TEXT SECTION
** START **

How XQuery extends XPath

Things you can do in XQuery but not XPath

XPath and XQuery are similar in some ways. XPath is even an integral part of XQuery. Both languages allow you to select bits of data from an XML document or an XML document store. In this article, you'll find descriptions of XPath and XQuery, and learn how XQuery extends XPath.

Donnie Cameron (donnie@solomonstreet.com), Senior Programmer Analyst, R.R. Bowker, LLC

Photo of Donnie CameronDonnie Cameron, born in Guatemala and raised throughout South America and Europe, has programmed professionally for over 20 years. After attending Louisiana State University, he trained at the US Naval Nuclear Power School and served in the Navy as an Engineering Laboratory Technician. For the last 10 years, Donnie has focused primarily on Perl but has also become proficient in other languages including Java, C#, XQuery, and most recently Lisp. Though Donnie has spent most of his career as a contractor, he has also had the privilege to work with companies like Computer Data Systems, NetStar Argentina, and Microsoft. Currently, Donnie works for R.R. Bowker, LLC., the sole dispenser of ISBNs for the United States. As a Senior Programmer Analyst, he designs and develops new applications that manage, serve, and analyze large data sets with meta data for all books in print. Donnie lives in New Orleans with his wife Tracy and two children.



01 April 2008

Also available in Chinese Japanese Vietnamese

Although both XPath and XQuery perform some of the same functions, XPath provides simplicity and XQuery provides additional power and flexibility. XPath is the perfect tool for many types of queries. For example, XPath is the easiest way for you to create an unordered list of phone numbers from a subset of records in an XML document. However, if you need a query that expresses more complex record-selection criteria, transforms the result set, or requires recursion, then you need XQuery.

** END **

(Image location labeling data)
** START **

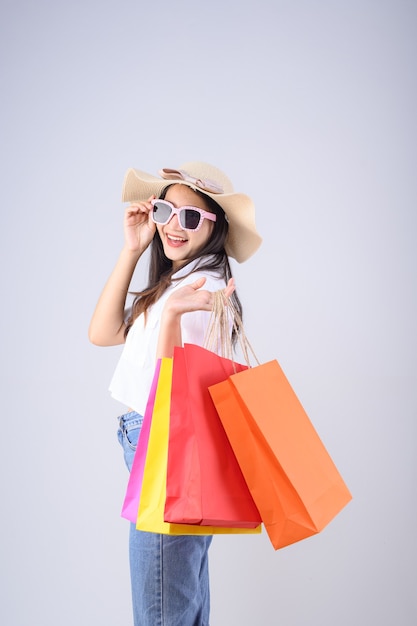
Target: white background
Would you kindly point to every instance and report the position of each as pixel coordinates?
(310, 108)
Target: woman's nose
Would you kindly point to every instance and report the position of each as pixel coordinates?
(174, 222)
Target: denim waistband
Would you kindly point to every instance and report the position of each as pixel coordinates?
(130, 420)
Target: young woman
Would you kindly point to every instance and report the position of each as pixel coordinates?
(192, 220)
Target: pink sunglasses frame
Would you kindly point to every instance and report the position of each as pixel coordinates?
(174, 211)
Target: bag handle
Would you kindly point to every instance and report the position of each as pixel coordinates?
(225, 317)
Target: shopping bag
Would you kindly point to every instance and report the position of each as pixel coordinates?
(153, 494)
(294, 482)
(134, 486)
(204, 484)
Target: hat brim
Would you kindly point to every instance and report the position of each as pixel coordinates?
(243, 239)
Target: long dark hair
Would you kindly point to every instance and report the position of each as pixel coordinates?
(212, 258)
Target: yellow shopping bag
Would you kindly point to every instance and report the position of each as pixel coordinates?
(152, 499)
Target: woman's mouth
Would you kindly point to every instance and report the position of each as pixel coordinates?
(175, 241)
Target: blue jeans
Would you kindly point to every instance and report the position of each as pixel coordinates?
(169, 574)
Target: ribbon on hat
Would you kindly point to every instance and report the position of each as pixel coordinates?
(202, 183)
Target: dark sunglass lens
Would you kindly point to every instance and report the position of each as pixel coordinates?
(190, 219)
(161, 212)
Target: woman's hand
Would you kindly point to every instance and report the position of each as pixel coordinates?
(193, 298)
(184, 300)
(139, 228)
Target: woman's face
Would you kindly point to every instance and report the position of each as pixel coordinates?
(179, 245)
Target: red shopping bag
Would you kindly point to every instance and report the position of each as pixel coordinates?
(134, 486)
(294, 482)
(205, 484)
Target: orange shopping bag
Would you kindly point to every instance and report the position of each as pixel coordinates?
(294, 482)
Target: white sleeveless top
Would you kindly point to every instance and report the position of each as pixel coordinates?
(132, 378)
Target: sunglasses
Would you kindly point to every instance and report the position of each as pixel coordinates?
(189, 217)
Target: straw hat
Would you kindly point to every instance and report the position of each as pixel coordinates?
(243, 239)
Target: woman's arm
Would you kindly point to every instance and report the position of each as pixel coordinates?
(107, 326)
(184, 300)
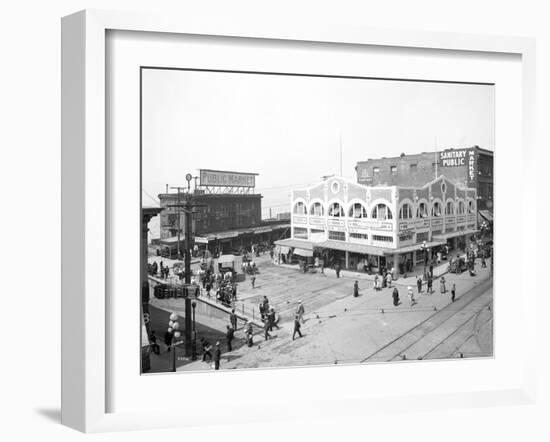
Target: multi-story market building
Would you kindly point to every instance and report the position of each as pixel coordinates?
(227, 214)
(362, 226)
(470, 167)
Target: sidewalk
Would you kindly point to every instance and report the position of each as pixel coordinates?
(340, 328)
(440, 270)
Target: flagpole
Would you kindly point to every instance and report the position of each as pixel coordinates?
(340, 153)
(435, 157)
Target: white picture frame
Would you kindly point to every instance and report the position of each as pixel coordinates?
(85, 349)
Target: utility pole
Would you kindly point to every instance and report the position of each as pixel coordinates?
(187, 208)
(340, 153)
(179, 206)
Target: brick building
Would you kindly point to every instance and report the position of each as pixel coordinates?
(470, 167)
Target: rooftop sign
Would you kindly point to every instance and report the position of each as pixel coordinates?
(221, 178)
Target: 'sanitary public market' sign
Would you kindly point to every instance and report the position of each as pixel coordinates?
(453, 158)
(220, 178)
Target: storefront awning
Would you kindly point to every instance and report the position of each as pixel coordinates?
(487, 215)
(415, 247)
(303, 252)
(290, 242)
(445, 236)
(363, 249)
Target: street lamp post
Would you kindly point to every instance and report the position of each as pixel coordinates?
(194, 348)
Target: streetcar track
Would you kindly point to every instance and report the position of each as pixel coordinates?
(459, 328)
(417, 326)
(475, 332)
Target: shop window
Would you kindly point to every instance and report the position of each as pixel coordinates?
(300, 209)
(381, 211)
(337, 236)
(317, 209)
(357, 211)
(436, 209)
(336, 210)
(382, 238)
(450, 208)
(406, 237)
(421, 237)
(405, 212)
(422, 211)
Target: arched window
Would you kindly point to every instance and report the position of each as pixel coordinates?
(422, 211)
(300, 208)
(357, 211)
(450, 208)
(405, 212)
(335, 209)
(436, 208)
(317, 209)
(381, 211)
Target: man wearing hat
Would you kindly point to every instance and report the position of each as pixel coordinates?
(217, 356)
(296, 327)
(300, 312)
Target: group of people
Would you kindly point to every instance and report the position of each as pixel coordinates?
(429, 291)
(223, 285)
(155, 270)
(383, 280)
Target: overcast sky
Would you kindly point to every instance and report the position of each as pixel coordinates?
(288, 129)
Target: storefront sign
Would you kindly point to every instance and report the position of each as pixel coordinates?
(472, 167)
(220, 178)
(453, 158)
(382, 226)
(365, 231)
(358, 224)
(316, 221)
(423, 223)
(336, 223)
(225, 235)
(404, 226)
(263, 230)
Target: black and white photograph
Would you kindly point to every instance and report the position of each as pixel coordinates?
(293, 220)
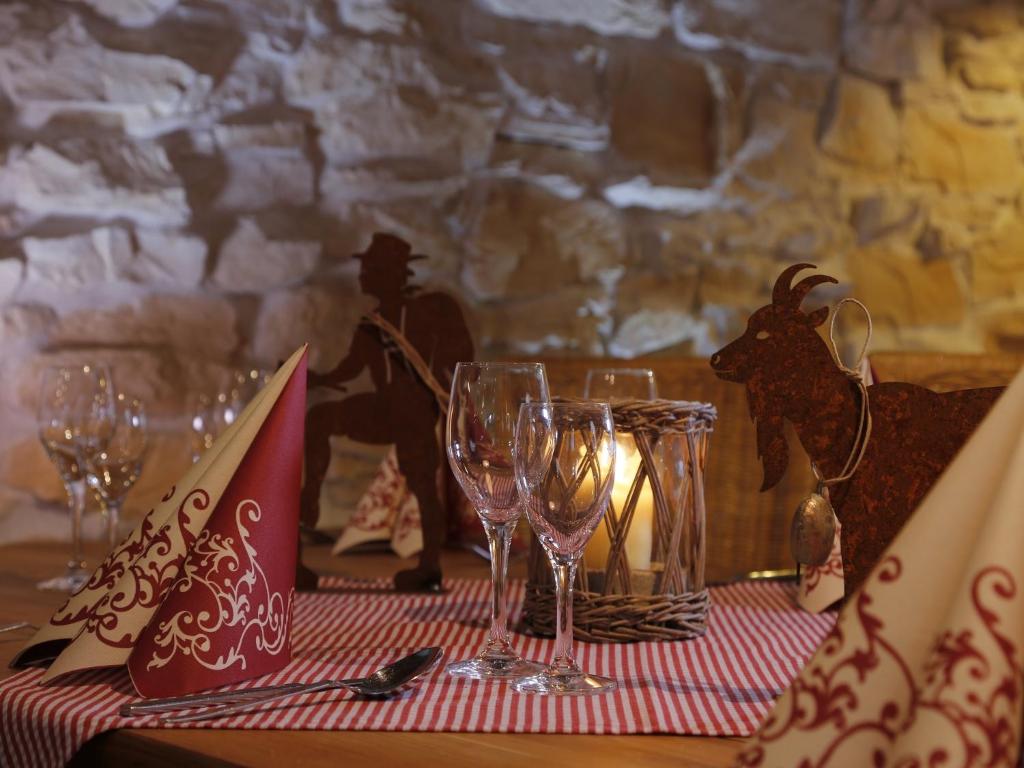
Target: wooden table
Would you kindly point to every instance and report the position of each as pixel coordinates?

** END **

OBJECTIVE
According to the article on how XQuery extends XPath, which kinds of queries require XQuery instead of XPath?

REPLY TO THE EXERCISE
Queries that express more complex record-selection criteria, transform the result set, or require recursion.